# EXERCISE TASK 1
Answer these questions using the experiment tracking comparison below, one answer per line.
(a) Which approach lists "No vendor lock-in" among its pros?
(b) For which approach does the comparison say to "Strongly discourage" use in any serious project?
(c) According to the key note for the MLOps lead, what far outweighs the effort of manual methods?

# SOURCE EXTRACT
***

4.  **Setting Up Experiment Tracking: Build vs. Buy vs. Self-Host** (Neptune "ML Experiment Tracking")

    | Approach                          | Pros                                                                     | Cons                                                                                                    | MLOps Lead Considerations                                                                                                                               |
    | :-------------------------------- | :----------------------------------------------------------------------- | :------------------------------------------------------------------------------------------------------ | :------------------------------------------------------------------------------------------------------------------------------------------------------ |
    | **Spreadsheets/Naming Conventions** | Simple to start.                                                         | Error-prone, not scalable, hard to collaborate, no live tracking, poor for complex metadata.              | **Strongly discourage** for any serious project. Only for very small, solo, short-term explorations.                                                    |
    | **Git for Metadata Files**        | Leverages existing VCS skills.                                           | Not designed for ML artifacts, poor comparison for >2 runs, difficult organization for many experiments. | Better than spreadsheets but quickly hits limitations for ML-specific needs.                                                                              |
    | **Build Your Own Tracker**        | Full control, tailored to specific needs.                                | High development & maintenance effort, risk of reinventing the wheel, requires diverse engineering skills. | Only if existing tools are truly insufficient AND significant engineering resources are available. Often a distraction from core ML work.                   |
    | **Self-Host Open Source Tool**    | No vendor lock-in, data stays on-premise, customizable.                  | Maintenance overhead (infra, updates, security), may lack dedicated support.                              | Suitable if strict data residency is a must or high customization is needed, and team has infra/ops capabilities. Assess community support.               |
    | **SaaS Experiment Tracker**       | Fully managed, scalable, expert support, rich features, rapid iteration. | Vendor dependency, data on third-party cloud (usually with strong security/compliance).                   | Often the most efficient for teams wanting to focus on ML. Evaluate based on features, integrations, security, pricing, and support. Examples: Neptune.ai. |

    *   **Key for MLOps Lead:** Champion the adoption of a dedicated experiment tracking tool. The productivity gains and risk reduction far outweigh the effort of manual methods.

***

# ENTRIES PROVIDED
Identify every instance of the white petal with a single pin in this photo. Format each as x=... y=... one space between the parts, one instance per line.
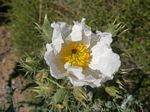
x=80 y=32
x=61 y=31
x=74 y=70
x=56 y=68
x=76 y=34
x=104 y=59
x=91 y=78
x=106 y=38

***

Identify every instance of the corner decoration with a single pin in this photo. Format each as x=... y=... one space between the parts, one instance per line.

***

# EXERCISE TASK 2
Show every line of the listing above that contains the string 'single'.

# TASK SOLUTION 1
(a) Self-Host Open Source Tool
(b) Spreadsheets/Naming Conventions
(c) The productivity gains and risk reduction

# TASK SOLUTION 2
Identify every instance of the white petal with a single pin in this photo. Format each as x=... y=... one space between the parts, one instance per line.
Identify every instance of the corner decoration with a single pin in this photo. Format each as x=... y=... one space between the parts, one instance per line.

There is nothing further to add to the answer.